Records supplied section start

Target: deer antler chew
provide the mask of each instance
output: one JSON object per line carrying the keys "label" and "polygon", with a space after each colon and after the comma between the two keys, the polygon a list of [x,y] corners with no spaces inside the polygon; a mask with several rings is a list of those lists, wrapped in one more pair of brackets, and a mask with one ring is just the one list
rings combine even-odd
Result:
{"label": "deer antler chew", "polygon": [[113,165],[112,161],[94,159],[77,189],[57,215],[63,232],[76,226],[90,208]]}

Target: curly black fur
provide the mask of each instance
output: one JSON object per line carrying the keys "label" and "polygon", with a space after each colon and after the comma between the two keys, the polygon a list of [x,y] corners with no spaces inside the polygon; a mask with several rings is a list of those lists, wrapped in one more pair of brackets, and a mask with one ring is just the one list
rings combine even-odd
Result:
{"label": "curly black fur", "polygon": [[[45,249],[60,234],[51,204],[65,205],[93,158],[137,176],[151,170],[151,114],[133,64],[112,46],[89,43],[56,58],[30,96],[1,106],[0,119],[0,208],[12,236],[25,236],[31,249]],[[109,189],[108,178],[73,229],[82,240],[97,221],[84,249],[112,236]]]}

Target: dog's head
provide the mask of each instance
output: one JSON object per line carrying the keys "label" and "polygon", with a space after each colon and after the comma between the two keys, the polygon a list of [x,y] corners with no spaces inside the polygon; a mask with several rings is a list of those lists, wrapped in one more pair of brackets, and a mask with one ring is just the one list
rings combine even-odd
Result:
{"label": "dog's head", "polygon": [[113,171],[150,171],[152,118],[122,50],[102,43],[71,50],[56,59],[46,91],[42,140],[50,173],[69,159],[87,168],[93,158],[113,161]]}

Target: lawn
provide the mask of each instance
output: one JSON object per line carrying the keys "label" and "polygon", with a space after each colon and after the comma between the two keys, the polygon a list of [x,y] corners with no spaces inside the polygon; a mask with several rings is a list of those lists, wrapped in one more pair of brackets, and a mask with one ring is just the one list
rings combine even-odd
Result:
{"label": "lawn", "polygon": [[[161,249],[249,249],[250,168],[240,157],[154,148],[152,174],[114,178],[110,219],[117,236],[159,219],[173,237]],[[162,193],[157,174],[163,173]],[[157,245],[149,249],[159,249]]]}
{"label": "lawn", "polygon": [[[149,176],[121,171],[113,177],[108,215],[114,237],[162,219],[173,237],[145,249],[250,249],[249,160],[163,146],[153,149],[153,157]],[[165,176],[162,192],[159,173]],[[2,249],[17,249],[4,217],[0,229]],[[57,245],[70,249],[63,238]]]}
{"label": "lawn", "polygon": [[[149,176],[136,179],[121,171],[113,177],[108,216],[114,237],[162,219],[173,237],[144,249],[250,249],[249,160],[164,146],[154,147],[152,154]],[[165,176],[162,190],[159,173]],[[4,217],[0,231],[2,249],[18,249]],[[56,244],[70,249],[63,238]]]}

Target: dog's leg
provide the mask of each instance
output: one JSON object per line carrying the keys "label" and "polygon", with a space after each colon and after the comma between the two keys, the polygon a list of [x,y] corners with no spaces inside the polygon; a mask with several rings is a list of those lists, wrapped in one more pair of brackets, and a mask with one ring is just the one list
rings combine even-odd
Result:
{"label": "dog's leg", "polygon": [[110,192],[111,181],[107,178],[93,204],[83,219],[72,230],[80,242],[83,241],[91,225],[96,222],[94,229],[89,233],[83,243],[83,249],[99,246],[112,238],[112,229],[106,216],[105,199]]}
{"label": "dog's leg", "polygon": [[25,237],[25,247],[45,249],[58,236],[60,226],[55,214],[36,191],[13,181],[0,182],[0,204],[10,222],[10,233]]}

Records supplied section end

■ Task prompt
From the records above, extract everything verbatim.

■ Result
Target: deer antler chew
provide the mask of each instance
output: one JSON object per line carrying the keys "label" and "polygon", with a space after each colon and after the comma between the two keys, the polygon a list of [x,y] corners with no spaces inside the polygon; a mask with several rings is a list of those lists, wrapped in one more pair of brackets, and a mask with one ring is just the one list
rings combine even-odd
Result:
{"label": "deer antler chew", "polygon": [[113,165],[112,161],[94,159],[77,189],[57,215],[63,232],[76,226],[90,208]]}

Target: curly black fur
provide the mask of each instance
output: one JSON object per line carrying the keys "label" and "polygon", with a space after each colon and after the comma between the two keys, the polygon a list of [x,y] corners with no spaces inside the polygon; a mask with several rings is a list of those lists, wrapped in one more pair of brackets, and a mask with one ring is just the one list
rings combine even-odd
Result:
{"label": "curly black fur", "polygon": [[[45,249],[60,234],[51,204],[65,205],[93,158],[137,176],[151,170],[151,114],[133,64],[112,46],[89,43],[56,58],[30,96],[1,106],[0,119],[0,208],[12,236],[25,236],[31,249]],[[109,189],[108,178],[73,229],[82,240],[97,221],[84,249],[112,236]]]}

Target: dog's head
provide the mask of each instance
output: one JSON object per line carrying the keys "label" and "polygon", with a space after each colon and after the comma between the two keys, the polygon a list of [x,y] corners with no spaces inside the polygon; a mask with several rings is a list of those lists, wrapped in one more pair of brackets, and a mask with one ring is just the one list
rings combine even-odd
Result:
{"label": "dog's head", "polygon": [[113,171],[150,171],[152,118],[122,50],[102,43],[71,50],[56,59],[46,91],[42,140],[50,173],[69,159],[87,168],[93,158],[113,161]]}

Target: lawn
provide the mask of each instance
output: one JSON object per line carrying the keys "label" and "polygon", with a space after each colon and after the comma between the two keys, the polygon a list of [x,y] corners with no spaces inside the polygon; a mask with several rings is a list of those lists, wrapped in one more pair of brackets, and a mask with one ring is just the one list
rings combine even-odd
Result:
{"label": "lawn", "polygon": [[[161,249],[249,249],[250,168],[240,157],[154,148],[152,174],[114,178],[110,219],[117,236],[159,219],[173,237]],[[162,193],[157,174],[163,173]],[[157,245],[149,249],[159,249]]]}
{"label": "lawn", "polygon": [[[149,176],[121,171],[113,177],[108,215],[114,237],[162,219],[173,237],[145,249],[250,249],[249,160],[163,146],[153,149],[153,157]],[[165,176],[162,192],[159,173]],[[2,249],[17,249],[4,217],[0,229]],[[57,245],[70,249],[63,238]]]}
{"label": "lawn", "polygon": [[[149,176],[136,179],[121,171],[113,177],[108,216],[114,237],[162,219],[173,237],[144,249],[250,249],[249,160],[164,146],[154,147],[152,154]],[[165,176],[162,190],[159,173]],[[4,217],[0,231],[2,249],[18,249]],[[56,244],[70,249],[63,238]]]}

Target: dog's leg
provide the mask of each instance
output: one JSON object per line carrying the keys "label" and "polygon", with a space after each colon and after the comma between the two keys, the polygon a list of [x,y] corners with no spaces inside the polygon; a mask with several rings is a list of those lists, wrapped in one more pair of brackets, and a mask with one ring is just the one list
rings combine even-odd
Result:
{"label": "dog's leg", "polygon": [[110,192],[111,181],[107,178],[93,204],[83,219],[72,230],[80,242],[83,241],[91,225],[96,222],[94,229],[89,233],[83,243],[83,249],[99,246],[112,238],[112,229],[106,216],[105,199]]}
{"label": "dog's leg", "polygon": [[25,237],[25,247],[45,249],[58,236],[60,226],[55,214],[36,191],[13,181],[0,182],[0,204],[10,222],[10,233]]}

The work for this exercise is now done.